Exercise:
Set down, word for word, the stretch of lines from the one containing "Task: Q: Indicate the corner" to the end of the records below.

Records excerpted from a collection:
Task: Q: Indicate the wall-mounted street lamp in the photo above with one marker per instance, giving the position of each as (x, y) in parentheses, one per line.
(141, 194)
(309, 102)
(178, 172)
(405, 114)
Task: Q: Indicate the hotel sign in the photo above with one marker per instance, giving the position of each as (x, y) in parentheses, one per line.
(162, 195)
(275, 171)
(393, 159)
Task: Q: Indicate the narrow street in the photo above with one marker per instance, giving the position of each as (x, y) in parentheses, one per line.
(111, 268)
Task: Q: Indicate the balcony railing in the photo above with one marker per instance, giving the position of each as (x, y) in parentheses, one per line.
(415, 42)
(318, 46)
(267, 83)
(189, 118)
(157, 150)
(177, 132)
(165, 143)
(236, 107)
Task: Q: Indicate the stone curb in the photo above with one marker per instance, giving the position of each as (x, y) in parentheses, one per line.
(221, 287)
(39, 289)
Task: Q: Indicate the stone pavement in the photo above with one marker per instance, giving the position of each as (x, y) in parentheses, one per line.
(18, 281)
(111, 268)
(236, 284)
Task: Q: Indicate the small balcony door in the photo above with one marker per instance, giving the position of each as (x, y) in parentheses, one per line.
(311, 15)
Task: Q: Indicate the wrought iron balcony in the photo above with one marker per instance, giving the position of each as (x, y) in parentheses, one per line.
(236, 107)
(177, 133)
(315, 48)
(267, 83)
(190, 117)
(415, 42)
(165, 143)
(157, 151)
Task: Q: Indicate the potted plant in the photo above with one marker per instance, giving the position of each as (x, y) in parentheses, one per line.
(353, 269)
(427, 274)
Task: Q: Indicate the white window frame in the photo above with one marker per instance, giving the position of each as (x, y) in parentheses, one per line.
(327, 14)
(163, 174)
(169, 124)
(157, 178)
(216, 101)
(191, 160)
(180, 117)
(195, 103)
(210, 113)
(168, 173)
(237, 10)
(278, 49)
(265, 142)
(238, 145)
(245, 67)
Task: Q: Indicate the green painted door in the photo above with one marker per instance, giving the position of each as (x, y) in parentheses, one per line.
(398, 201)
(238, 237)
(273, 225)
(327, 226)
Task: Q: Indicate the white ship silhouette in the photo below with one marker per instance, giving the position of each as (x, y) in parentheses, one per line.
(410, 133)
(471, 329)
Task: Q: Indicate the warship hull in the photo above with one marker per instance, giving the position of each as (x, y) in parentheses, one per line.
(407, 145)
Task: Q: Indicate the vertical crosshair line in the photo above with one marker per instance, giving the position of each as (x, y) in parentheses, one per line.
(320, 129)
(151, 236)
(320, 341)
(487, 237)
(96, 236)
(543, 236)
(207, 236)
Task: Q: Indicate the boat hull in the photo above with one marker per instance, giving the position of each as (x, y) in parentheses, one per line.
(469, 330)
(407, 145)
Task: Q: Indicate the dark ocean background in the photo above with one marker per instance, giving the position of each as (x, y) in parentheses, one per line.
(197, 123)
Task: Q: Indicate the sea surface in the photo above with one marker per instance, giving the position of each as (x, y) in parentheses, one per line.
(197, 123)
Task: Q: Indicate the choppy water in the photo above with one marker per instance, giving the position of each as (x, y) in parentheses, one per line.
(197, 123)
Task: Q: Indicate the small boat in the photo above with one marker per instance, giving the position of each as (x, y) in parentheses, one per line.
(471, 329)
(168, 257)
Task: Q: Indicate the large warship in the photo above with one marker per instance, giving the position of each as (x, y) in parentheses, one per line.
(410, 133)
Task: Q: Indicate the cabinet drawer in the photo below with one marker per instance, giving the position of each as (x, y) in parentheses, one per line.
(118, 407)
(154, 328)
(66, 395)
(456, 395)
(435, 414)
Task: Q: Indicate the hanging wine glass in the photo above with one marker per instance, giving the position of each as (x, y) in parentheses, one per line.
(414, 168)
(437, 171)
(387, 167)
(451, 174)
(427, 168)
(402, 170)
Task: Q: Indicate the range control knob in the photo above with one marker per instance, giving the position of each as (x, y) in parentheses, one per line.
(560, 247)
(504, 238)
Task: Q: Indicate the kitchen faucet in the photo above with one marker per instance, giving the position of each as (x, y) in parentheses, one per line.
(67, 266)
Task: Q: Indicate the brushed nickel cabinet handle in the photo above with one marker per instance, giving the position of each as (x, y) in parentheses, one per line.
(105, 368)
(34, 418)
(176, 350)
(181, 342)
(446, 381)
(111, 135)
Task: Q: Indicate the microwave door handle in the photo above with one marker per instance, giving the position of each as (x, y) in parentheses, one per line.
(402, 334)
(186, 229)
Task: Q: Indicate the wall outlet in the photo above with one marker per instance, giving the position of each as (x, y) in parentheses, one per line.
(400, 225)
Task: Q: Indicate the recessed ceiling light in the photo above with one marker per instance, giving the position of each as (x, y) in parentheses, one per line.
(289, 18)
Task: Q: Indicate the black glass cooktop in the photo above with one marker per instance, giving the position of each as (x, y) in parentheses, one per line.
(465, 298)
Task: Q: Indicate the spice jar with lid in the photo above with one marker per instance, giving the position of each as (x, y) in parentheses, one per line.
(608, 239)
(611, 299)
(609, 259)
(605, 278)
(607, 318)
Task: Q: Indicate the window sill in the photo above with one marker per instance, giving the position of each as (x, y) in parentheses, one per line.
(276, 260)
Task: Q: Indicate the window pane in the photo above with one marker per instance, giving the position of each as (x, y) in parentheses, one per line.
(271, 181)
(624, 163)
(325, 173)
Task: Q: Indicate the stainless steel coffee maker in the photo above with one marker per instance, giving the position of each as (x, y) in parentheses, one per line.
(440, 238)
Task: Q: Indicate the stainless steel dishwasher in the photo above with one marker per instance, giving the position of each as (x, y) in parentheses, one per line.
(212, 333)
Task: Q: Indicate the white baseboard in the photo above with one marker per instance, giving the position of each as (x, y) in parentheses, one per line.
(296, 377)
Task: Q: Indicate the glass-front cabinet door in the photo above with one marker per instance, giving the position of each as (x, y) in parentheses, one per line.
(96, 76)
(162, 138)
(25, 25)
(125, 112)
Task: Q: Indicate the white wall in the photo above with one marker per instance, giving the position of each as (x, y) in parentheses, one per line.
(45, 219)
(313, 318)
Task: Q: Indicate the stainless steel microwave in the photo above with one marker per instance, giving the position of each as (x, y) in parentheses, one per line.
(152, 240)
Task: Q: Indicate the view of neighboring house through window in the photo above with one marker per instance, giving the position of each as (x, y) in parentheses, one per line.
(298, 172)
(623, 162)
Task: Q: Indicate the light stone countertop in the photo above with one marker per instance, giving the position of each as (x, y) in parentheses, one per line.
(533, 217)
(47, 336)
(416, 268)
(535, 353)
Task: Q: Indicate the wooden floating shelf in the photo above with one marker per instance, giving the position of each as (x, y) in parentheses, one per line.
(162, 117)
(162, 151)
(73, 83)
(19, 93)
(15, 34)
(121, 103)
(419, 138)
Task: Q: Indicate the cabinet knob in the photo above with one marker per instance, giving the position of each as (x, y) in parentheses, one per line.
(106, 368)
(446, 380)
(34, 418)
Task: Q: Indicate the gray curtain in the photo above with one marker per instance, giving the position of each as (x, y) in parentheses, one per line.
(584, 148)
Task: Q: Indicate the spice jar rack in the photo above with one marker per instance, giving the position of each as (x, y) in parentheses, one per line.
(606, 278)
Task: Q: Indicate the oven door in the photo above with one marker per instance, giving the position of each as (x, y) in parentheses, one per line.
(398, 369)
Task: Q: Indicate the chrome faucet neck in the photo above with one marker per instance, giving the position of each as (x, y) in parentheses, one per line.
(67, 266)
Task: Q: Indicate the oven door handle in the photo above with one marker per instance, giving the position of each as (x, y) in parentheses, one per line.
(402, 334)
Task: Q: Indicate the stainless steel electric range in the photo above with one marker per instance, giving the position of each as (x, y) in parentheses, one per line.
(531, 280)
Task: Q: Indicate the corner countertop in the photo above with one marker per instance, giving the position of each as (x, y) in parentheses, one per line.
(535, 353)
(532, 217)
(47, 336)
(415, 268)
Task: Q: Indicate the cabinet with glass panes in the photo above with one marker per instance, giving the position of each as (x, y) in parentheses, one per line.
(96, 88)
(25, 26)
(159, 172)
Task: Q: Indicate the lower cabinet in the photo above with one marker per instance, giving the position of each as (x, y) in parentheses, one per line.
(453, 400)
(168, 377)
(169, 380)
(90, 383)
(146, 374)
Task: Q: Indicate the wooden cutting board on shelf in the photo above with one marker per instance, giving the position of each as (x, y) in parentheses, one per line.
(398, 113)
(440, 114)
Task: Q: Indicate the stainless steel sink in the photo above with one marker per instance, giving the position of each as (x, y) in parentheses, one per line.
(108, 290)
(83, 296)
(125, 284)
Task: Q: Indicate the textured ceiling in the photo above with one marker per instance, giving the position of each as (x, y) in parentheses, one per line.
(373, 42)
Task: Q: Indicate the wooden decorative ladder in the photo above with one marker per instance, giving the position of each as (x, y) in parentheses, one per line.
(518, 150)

Answer below:
Task: Q: Indicate the corner countertop in the photo above with one marker per instance, giving the position of each as (x, y) in parentheses, one per line.
(535, 353)
(532, 217)
(47, 336)
(415, 268)
Task: Q: Indicate the cabinet with glass panes in the photo above with one marker per instance, giving the position of each as (x, y) in parentheses, one per line.
(96, 88)
(25, 26)
(159, 172)
Task: Q: Indicate the lower cabinet in the photo above with one marker per instance, giving the position of each as (x, y) in parentheses, one per line.
(453, 400)
(168, 377)
(169, 380)
(90, 383)
(146, 374)
Task: Q: Indicate the wooden cutting board on shelf in the photo above with one marker per instance, giving the position of each as (x, y) in parentheses, one per line.
(398, 113)
(440, 114)
Task: Q: Indicate the stainless steel sink in the photo above with one marker per instance, giving the position of each as (x, y) in parentheses, one per line.
(108, 290)
(83, 296)
(125, 284)
Task: Q: Indicate the textured ceiling in the photo above with one marker per instance, giving the position of each as (x, y) in parentheses, one per line.
(373, 42)
Task: Q: Indicate the wooden decorative ladder in the photo above with one marker per instance, giving the position of each as (x, y) in parentheses, one per line.
(518, 150)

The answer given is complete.